* [Task prompt]:
Please gather every line below that contains the word "track".

* [Source records]:
>> START

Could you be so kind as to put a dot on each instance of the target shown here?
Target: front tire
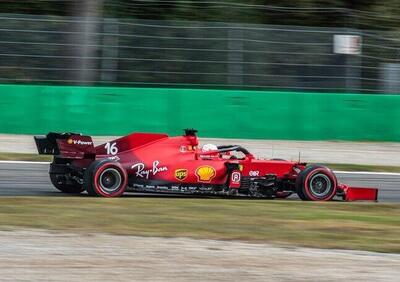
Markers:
(105, 178)
(316, 183)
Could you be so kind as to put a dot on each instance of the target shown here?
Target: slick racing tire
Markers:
(105, 178)
(316, 183)
(58, 182)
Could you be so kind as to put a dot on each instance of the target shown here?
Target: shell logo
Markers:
(205, 173)
(181, 174)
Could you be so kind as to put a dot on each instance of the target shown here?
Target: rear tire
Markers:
(105, 178)
(316, 183)
(61, 185)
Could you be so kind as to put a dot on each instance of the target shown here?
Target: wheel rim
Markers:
(110, 180)
(320, 185)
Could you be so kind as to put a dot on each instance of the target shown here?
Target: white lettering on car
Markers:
(145, 173)
(254, 173)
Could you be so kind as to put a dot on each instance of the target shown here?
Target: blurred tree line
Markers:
(377, 14)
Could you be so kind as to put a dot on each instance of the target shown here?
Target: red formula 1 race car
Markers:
(146, 162)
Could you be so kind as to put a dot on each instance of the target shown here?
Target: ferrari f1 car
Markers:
(147, 162)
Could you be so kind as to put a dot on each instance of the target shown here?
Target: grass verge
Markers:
(361, 226)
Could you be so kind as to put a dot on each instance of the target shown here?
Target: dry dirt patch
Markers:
(32, 255)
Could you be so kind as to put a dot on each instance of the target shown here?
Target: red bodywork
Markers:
(177, 163)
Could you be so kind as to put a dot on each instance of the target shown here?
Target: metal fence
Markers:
(59, 50)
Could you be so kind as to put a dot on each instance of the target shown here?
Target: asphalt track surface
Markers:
(32, 179)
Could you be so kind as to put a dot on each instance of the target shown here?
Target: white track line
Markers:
(336, 171)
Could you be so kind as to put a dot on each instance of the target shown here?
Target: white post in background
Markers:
(110, 43)
(86, 22)
(235, 57)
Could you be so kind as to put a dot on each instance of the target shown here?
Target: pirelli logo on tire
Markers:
(181, 174)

>> END

* [Task result]:
Target: asphalt track surface
Target: white track line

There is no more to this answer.